***** Working data *****

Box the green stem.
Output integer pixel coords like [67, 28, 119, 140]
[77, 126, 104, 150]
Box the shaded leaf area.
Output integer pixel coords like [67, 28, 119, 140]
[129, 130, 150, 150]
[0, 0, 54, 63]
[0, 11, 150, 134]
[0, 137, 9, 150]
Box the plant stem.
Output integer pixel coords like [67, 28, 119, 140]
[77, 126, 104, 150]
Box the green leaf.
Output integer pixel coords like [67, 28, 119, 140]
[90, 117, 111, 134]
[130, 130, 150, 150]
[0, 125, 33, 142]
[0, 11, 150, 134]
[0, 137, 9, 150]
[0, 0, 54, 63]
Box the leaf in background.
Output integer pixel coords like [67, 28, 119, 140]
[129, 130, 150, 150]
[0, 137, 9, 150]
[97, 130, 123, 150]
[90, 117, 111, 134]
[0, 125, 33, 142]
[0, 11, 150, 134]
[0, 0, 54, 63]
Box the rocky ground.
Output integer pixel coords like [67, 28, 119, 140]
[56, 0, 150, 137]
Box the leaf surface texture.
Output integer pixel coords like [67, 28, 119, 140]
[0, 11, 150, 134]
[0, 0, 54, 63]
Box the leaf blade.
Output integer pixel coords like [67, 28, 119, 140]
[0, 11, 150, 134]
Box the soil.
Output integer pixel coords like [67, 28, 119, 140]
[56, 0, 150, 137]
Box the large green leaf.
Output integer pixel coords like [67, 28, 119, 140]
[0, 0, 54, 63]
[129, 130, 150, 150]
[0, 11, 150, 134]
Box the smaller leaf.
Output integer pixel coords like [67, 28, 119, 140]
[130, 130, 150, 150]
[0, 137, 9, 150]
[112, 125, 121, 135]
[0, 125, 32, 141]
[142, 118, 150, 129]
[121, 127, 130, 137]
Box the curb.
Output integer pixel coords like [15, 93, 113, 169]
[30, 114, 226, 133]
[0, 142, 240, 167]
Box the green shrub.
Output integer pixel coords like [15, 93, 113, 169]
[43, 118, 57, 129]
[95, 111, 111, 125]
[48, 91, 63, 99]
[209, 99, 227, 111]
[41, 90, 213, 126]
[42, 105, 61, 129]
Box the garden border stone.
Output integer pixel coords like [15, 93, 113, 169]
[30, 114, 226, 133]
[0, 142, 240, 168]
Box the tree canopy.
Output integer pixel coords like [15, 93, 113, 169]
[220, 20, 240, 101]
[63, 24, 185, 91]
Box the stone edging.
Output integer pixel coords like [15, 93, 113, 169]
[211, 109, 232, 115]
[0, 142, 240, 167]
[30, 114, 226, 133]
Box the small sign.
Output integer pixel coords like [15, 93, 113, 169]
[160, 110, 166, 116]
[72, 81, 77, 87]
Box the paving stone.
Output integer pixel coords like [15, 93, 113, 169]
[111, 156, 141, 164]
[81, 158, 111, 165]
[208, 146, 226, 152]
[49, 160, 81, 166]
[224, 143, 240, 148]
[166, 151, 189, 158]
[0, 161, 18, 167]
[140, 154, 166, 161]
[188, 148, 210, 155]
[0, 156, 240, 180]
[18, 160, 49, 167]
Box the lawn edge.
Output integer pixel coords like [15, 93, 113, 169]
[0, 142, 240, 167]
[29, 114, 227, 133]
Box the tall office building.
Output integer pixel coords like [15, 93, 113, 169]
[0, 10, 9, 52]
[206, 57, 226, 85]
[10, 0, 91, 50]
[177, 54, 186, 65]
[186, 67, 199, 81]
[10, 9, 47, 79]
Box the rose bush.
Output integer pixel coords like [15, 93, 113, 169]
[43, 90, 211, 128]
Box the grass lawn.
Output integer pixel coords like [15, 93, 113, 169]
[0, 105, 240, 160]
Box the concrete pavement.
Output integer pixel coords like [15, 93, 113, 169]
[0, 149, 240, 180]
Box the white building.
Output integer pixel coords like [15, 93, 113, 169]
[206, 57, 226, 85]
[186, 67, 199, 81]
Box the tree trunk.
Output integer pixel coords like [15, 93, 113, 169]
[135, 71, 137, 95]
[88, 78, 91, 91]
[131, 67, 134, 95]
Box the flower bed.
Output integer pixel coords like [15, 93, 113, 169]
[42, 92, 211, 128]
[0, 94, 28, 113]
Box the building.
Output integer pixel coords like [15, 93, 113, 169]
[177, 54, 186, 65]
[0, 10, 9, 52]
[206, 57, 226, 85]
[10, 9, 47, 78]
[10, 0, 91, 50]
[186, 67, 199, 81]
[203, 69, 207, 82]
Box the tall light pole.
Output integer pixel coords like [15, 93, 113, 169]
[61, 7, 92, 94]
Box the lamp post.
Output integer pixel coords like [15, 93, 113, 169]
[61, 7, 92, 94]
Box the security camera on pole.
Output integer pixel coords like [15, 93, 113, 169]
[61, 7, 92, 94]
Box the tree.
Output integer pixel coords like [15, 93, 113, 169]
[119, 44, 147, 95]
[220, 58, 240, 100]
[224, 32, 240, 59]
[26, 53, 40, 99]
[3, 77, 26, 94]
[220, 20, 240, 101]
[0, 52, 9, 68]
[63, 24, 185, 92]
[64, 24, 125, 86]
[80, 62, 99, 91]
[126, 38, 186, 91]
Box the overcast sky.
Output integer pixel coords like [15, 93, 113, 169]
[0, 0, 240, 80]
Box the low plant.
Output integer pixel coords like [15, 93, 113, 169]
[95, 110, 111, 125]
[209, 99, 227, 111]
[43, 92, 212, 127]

*****

## Exercise
Count the lines in the items above that contain the string "leaf", treating uppercase and lowercase as different. Give only the number.

## Output for this task
7